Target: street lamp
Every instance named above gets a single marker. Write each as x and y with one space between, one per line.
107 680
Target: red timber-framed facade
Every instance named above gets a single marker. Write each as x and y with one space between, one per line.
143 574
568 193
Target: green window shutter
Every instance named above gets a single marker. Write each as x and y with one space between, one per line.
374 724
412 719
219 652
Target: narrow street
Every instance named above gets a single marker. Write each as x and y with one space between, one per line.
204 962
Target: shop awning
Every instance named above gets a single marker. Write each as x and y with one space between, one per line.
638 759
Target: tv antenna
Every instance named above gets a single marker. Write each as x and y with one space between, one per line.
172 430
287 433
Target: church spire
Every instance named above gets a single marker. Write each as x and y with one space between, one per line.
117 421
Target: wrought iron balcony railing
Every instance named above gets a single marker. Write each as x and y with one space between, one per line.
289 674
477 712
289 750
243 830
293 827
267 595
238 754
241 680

---

DIRECTIONS: Switch "Target" to "Object" wherever it occurs in the entries above, and reproduce every line otherwise unchanged.

FULL OUTPUT:
Object: street lamp
Every instance named above gets a single marker. Write each as x and y with one space between, one per line.
107 680
Object: red timber-framed facade
Every instance named above gets a single marker. Write each as x and y with one space between, one per line.
143 574
568 193
Object: green window shutter
Every instance named above gets a single marker. Write each as x and y with one space between, one per line.
374 724
412 719
219 652
Object: narrow street
Every instance named above gets a single marker. Write each as x and y with one space between, one per line.
204 962
Object: shop awning
Every instance named above gets a single marker. Write each as x and y with one space between, one per line.
638 759
Object: tv antenna
Every instance named above gets a single marker. Write each as x and y with one space between, one per line.
172 430
287 433
Object: church spire
Every instance named above gets a single marker. Write each as x and y with one space between, one per line.
117 421
Object: wrought iron balcony railing
Every instance named above gets a single marker. Write each as x and y with one space between, one per line.
289 674
477 712
289 750
243 830
293 827
267 595
238 754
241 680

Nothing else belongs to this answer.